■ **SOURCE MATERIAL**

════════

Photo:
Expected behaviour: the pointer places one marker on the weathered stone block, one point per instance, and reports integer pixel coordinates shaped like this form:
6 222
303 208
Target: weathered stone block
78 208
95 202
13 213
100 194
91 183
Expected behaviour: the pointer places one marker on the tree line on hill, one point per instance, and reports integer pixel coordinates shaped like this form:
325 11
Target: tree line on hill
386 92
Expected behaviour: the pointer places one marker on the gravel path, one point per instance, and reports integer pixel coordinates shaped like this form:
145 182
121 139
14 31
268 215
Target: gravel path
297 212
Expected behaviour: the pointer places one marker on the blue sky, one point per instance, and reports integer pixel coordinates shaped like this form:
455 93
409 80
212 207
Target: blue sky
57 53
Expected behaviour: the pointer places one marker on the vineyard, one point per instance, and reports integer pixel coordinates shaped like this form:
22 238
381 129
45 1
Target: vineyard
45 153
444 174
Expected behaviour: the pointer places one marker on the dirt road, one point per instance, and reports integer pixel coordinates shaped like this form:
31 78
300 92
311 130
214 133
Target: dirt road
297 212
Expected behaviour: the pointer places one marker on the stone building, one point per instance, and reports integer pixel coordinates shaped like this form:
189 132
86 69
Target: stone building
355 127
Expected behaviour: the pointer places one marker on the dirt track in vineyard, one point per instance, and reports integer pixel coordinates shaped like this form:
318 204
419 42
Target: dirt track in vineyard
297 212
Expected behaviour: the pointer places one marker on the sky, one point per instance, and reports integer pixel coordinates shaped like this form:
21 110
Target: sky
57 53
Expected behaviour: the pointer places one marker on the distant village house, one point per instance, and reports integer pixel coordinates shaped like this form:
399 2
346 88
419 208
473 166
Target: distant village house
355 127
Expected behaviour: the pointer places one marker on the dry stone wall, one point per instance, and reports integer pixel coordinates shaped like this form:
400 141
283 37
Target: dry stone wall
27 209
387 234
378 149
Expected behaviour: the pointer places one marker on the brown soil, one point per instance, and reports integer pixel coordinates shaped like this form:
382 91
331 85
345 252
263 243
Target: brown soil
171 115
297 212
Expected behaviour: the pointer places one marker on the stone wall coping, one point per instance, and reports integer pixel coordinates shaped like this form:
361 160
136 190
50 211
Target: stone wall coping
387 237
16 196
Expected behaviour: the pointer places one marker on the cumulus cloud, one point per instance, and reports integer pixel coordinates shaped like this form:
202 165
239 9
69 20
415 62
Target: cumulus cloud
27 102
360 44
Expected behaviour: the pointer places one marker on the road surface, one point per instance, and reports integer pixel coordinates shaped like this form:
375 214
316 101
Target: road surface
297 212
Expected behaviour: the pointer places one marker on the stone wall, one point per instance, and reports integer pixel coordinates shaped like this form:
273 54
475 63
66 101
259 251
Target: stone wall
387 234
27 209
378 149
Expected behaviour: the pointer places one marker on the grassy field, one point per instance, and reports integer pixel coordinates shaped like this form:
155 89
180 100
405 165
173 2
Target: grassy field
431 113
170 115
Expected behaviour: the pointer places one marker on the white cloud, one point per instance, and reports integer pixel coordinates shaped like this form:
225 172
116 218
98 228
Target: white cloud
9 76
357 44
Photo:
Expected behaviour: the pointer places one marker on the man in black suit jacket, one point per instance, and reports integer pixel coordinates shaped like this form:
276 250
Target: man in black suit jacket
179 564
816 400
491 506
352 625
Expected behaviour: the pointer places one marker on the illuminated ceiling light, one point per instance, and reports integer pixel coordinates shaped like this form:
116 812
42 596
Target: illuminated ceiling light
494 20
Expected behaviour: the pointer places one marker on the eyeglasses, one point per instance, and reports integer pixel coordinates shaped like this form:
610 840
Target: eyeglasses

════════

■ **WHAT IS NEEDED**
Produce the whole listing once more, exactly.

■ **RESPONSE AREA**
Photo:
Expected behaviour: the pointer places one marker on the weathered stone block, one point per instance, and reports integer pixel coordinates shaped like this form:
6 222
303 208
Target: weathered stone block
78 208
95 202
13 213
100 194
91 183
Expected behaviour: the pointer places one marker on the tree line on hill, one point per instance, and reports integer pixel coordinates shaped like this form:
325 11
Target: tree line on hill
386 92
Expected behaviour: the pointer places one marker on the gravel path, one point per instance, and reports integer pixel coordinates shaped like this form:
145 182
121 139
14 31
268 215
Target: gravel path
297 212
Expected behaviour: the pointer places one marker on the blue sky, one point per instance, and reports integer pixel coordinates shaped like this form:
455 93
409 80
212 207
Target: blue sky
57 53
Expected behaviour: the pointer places one marker on the vineyard, one point per instance, and reports integer pixel coordinates shaped like this form:
22 238
381 129
45 1
Target: vineyard
45 153
444 174
Expected behaviour: the pointer places one marker on the dirt road, one point per instance, and reports integer pixel coordinates shaped like this form:
31 78
300 92
311 130
214 133
Target: dirt road
297 212
Expected behaviour: the pointer places one marker on the stone building, one point per instance, and reports integer pixel coordinates shaped like this form:
189 132
86 69
Target: stone building
355 127
Expected behaviour: the pointer places one marker on the dirt track in vineyard, one point per instance, and reports integer pixel coordinates shaped like this form:
318 204
419 42
Target: dirt track in vineyard
297 212
Expected behaviour: the pointer places one marker on the sky, one point per instance, and reports integer pixel coordinates shaped like this form:
21 110
Target: sky
57 53
Expected behaviour: the pointer places one marker on the distant village house, one point per instance, and reports integer pixel coordinates shaped like this form:
399 2
346 88
419 208
473 166
Target: distant village house
355 127
Expected behaviour: the pointer places one marker on the dry stone wall, one point per instance, and reports integer pixel coordinates shaped like this form:
400 141
283 37
Target: dry stone wall
27 209
387 234
378 149
Expected behaviour: the pointer places one marker on the brown soil, one point per instance, and reports integer pixel coordinates shaped like this form:
382 91
331 85
345 252
263 243
Target: brown soil
171 115
297 212
Expected behaviour: the pointer places one marker on the stone wall coping, one point per instance, and reports integer pixel coordinates shaped like this form:
361 160
136 190
50 211
Target: stone wall coping
387 237
16 196
Expected behaviour: the pointer places one marker on the cumulus cloud, one point per instance, and reports integer pixel coordinates shaped like this form:
202 165
239 9
69 20
415 62
Target: cumulus cloud
27 102
360 44
Expected behaviour: the pointer places one marker on the road surface, one point per instance, and reports integer pixel coordinates shaped like this form:
375 214
316 101
Target: road surface
297 212
Expected behaviour: the pointer places one marker on the stone wall, one point per instance, and reports integer pixel coordinates shaped like this form:
273 54
475 63
66 101
259 251
Target: stone wall
387 234
27 209
378 149
Expected behaviour: the pointer places one marker on the grassy field, one point per instance, and reports integer pixel coordinates shaped like this form:
155 89
180 100
405 165
173 2
Target: grassy field
431 113
170 115
Expected behaviour: the pointer places one marker on the white cloud, one point per instance, and reports integer pixel coordinates shaped like this form:
225 172
116 218
98 228
Target: white cloud
9 76
357 44
Photo:
Expected behaviour: the pointer places one marker on the man in black suit jacket, one point per instance, and reports integer pixel coordinates shaped like this form:
276 250
Target: man in black suit jacket
179 564
816 400
491 506
352 625
Expected behaviour: the pointer places one marker on the illuminated ceiling light, one point per instance, and reports integer pixel coordinates shaped like this form:
116 812
42 596
Target: illuminated ceiling light
494 20
Expected behaviour: the pointer places one marker on the eyeglasses, one point per instance, and reports integer pixel coordinates shaped like this form:
610 840
Target: eyeglasses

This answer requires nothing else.